**PASSAGE PROVIDED:**
** BEGIN **

To answer your question, 50mm stems do exist, but you might have to go with a mtb stem. http://www.beyondbikes.com/BB/ItemMatrix.asp?Link=Froogle&MatrixType=1&GroupCode=CM-STE-Vice
It may not look pretty, but I'm sure it'll serve its function. I don't know what the consequences are of having a mtb downhill stem on a road bike, but perhaps someone might want to chime in? Also, profile design makes stems starting at 60mm, but I'm having trouble finding them online. I'm guessing that I would have to special order it from a dealer.


----------



## mtbbmet (Apr 2, 2005)

Ok, for a start, bar diameters on road and MTB bikes are not the same. So you can't use a MTB stem on a road bike. (unless it's oversize, which are the same).
Second, if the guy says you need a 50mm, or 60mm stem, run, don't walk, as far away as possible.
Third, a stem that short would make your bike unbelivably twitchy. Not "responsive". Likely even dangerous depending on the HT angle.
Look for a bike with a shorter TT.


----------



## FatTireFred (Jan 31, 2005)

Dave Hickey said:


> Is this an existing frame you are trying to make fit you?




gotta be.... sounds like a new (+/- custom) frame is in order


----------



## talentous (Oct 17, 2005)

*The Graph*



Dave Hickey said:


> I'd ask for my money back if he charged you... No road bike should have a 50mm stem.
> 
> Something is not right here. Is this an existing frame you are trying to make fit you?



This graph was generated based on my measurements. I'm in the process of getting a Ridley scandium frame....so I thought I'd visit him from referals. It took about 2hrs for the whole bike fitting process.

I did tell him that there was pain on the ball of my right foot after 50 miles etc. I was on his trainer and he just adjusted the seat back some.. and I noticed that I was working way too hard in my orginal position. I just save a couple of bars on the road just from that adjustment. I'm still puzzeled about that stem though..


----------



## talentous (Oct 17, 2005)

*Not now*



FatTireFred said:


> gotta be.... sounds like a new (+/- custom) frame is in order


He said I should look into a custom... but I'm not ready for that yet. Thus I guess that's where the adjustments for the setback and 50mm stem comes from to compensate (maybe?)


----------



## mtbbmet (Apr 2, 2005)

Also, if your legs are so long that you require that much set back on your seat, why does he have you on a 172.5?

** END **

**TASKS TO PERFORM:**
a - Print the part of the bike stem thread that opens with the words containing "He said I should" and closes with "on a 172.5?".
b - Summarize the bike stem thread in two sentences.
c - Go on with the bike stem thread from the point where it stops.
The data after this point have nothing to do with the bike stem thread.

**RECORDS PROVIDED:**
** BEGIN **

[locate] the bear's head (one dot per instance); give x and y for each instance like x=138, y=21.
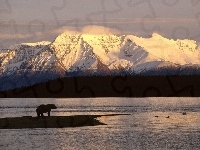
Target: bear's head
x=52, y=106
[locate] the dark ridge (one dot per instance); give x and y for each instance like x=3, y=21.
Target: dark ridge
x=111, y=86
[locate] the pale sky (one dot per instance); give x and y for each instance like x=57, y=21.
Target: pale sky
x=38, y=20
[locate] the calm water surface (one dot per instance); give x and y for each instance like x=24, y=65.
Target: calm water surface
x=139, y=130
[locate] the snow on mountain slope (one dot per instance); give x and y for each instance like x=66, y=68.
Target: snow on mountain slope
x=178, y=52
x=73, y=52
x=13, y=57
x=99, y=53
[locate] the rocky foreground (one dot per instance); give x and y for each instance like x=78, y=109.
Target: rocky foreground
x=51, y=122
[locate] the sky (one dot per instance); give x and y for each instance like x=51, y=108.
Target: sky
x=43, y=20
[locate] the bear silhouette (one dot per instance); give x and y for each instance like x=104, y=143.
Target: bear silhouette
x=45, y=109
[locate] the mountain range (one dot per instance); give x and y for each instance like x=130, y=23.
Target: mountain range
x=78, y=54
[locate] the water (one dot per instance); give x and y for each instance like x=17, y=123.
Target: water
x=140, y=130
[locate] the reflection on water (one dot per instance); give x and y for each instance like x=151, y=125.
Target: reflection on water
x=153, y=123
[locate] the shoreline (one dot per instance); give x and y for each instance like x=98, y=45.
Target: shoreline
x=52, y=121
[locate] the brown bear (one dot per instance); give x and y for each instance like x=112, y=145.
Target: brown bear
x=45, y=109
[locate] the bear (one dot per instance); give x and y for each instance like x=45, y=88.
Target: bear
x=45, y=109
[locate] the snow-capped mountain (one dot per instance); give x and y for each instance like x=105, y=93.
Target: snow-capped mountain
x=98, y=53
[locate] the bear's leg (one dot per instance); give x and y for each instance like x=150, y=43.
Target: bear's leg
x=48, y=113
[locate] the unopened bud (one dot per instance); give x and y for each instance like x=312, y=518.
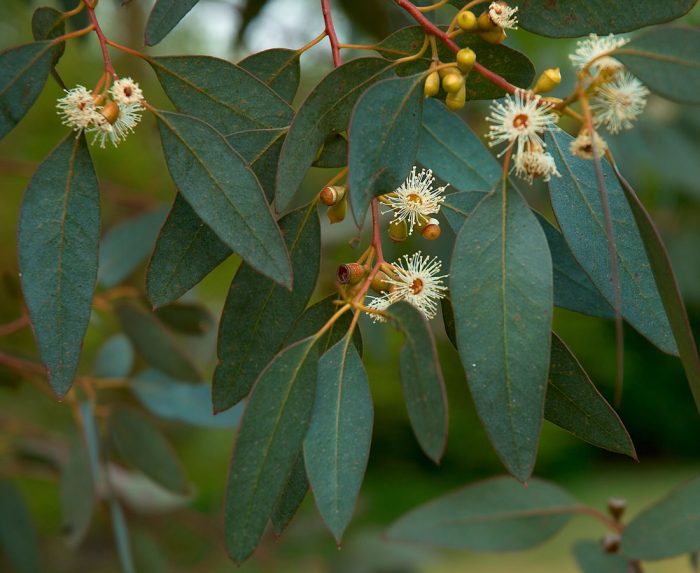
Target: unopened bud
x=336, y=213
x=548, y=80
x=380, y=282
x=611, y=542
x=432, y=85
x=398, y=230
x=350, y=273
x=331, y=195
x=456, y=101
x=467, y=21
x=616, y=507
x=110, y=111
x=465, y=59
x=493, y=36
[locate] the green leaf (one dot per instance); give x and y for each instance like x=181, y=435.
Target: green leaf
x=270, y=437
x=155, y=343
x=47, y=24
x=293, y=494
x=511, y=64
x=142, y=445
x=258, y=313
x=668, y=288
x=59, y=233
x=384, y=133
x=278, y=68
x=18, y=538
x=315, y=317
x=23, y=73
x=494, y=515
x=573, y=288
x=326, y=110
x=576, y=203
x=572, y=18
x=164, y=16
x=216, y=91
x=77, y=494
x=126, y=246
x=452, y=150
x=121, y=537
x=224, y=192
x=591, y=558
x=186, y=251
x=574, y=403
x=667, y=60
x=501, y=288
x=174, y=400
x=421, y=380
x=668, y=528
x=115, y=358
x=336, y=447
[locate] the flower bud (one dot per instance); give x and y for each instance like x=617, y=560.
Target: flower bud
x=110, y=111
x=432, y=85
x=398, y=230
x=465, y=59
x=380, y=282
x=494, y=35
x=332, y=195
x=336, y=213
x=548, y=80
x=456, y=101
x=452, y=83
x=350, y=273
x=467, y=21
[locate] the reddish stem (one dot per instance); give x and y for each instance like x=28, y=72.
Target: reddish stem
x=109, y=68
x=431, y=28
x=330, y=30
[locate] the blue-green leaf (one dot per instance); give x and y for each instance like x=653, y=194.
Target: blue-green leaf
x=59, y=232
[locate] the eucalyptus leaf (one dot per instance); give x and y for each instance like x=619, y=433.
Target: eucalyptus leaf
x=258, y=313
x=667, y=60
x=126, y=246
x=164, y=16
x=23, y=73
x=384, y=133
x=325, y=111
x=59, y=232
x=142, y=445
x=501, y=288
x=668, y=528
x=223, y=191
x=271, y=434
x=186, y=251
x=576, y=203
x=421, y=379
x=336, y=447
x=278, y=68
x=494, y=515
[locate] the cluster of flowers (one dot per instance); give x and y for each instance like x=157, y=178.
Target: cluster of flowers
x=617, y=98
x=107, y=119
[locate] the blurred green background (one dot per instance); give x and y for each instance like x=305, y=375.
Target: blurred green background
x=660, y=157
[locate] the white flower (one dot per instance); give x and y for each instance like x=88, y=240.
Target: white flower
x=416, y=199
x=531, y=164
x=503, y=15
x=77, y=108
x=618, y=103
x=126, y=91
x=117, y=130
x=594, y=46
x=520, y=118
x=418, y=282
x=582, y=146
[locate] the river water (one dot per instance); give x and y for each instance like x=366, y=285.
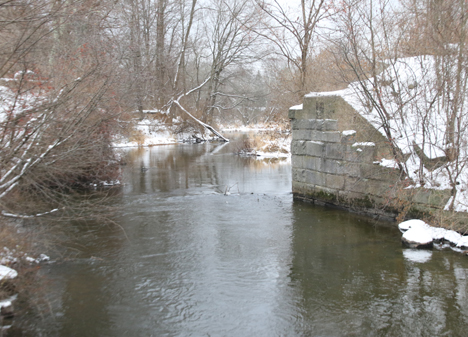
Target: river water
x=207, y=243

** END **

**OUTPUTS:**
a -
He said I should look into a custom... but I'm not ready for that yet. Thus I guess that's where the adjustments for the setback and 50mm stem comes from to compensate (maybe?)


----------



## mtbbmet (Apr 2, 2005)

Also, if your legs are so long that you require that much set back on your seat, why does he have you on a 172.5?

b - One poster says 50mm stems exist, possibly only as mountain bike stems, but another answers that road and mountain bar diameters differ and that so short a stem would make a bike twitchy and possibly dangerous, so a bike with a shorter top tube is the better choice. The rider explains that a fitter moved the seat back and proposed the 50mm stem after a two-hour fitting, and also suggested a custom frame, which the rider is not ready for.

c -
----------



## ckilner (Oct 4, 2004)

A 50mm stem is ~2 inches. My wife's old Trek road bike (19" or 49cm) has a quill stem even shorter than that - binder bolt to center of bar measures 45mm - but it handles fine with a 72 deg. head angle. It may also be that the bike you want (the Ridley) has a steep seat tube and long top tube...and perhaps needing such a short reach you should look at "women specific" models with shorter top tubes (Ridley Triton D?)?


----------



## FatTireFred (Jan 31, 2005)

talentous said:


> He said I should look into a custom... but I'm not ready for that yet. Thus I guess that's where the adjustments for the setback and 50mm stem comes from to compensate (maybe?)



my take:
setback adjustment (longer than norm, right?) = STA is too steep on current bike
puny stem (a good fitter ought to know that this ain't readily available) = TT too long
...of course, this is only if you trust the fitter's numbers


----------



## FatTireFred (Jan 31, 2005)

ckilner said:


> A 50mm stem is ~2 inches. My wife's old Trek road bike (19" or 49cm) has a quill stem even shorter than that - binder bolt to center of bar measures 45mm - but it handles fine with a 72 deg. head angle. It may also be that the bike you want (the Ridley) has a steep seat tube and long top tube...and perhaps needing such a short reach you should look at "women specific" models with shorter top tubes (Ridley Triton D?)?



WSD bikes tend to have steep STAs... being fitted to a longer than norm setback would suggest that a slacker STA is needed


----------



## danl1 (Jul 23, 2005)

Like others have said, this bike seems too big for the rider in question. The fitter might be 'needing' the larger frame to get the HT length to work out if the rider is leggy. Generally, this happens when a rider insists on a particular make or model that isn't appropriate for them, or gets caught up in the 'no flipped stem / no spacers' mentality, as ill-advised as that often is. On the other hand, if this is what the fitter recommended without such constraints, it's time to find a new fitter.

I'm tending to believe "time to find a new fitter," as the bike in the graphs bears no semblance to a Ridley, or just about any other road bike made. A 70.5 deg STA _plus _40mm setback? All of your excess legginess would need to be in your femurs for this to make any immediate sense. This looks like a bikefitting.com fit, which tends to be overly mechanical, and wildly sensitive to all-too-easy inaccuracies in measurement. 

Don't buy _anything _until the fitter sets up a bike exactly like these charts shows and lets you take it out on the road for a while. If it turns out that at 50 is what you need, they are available. Here's an example - most will be intended for DH, and as such will be fairly blocky looking.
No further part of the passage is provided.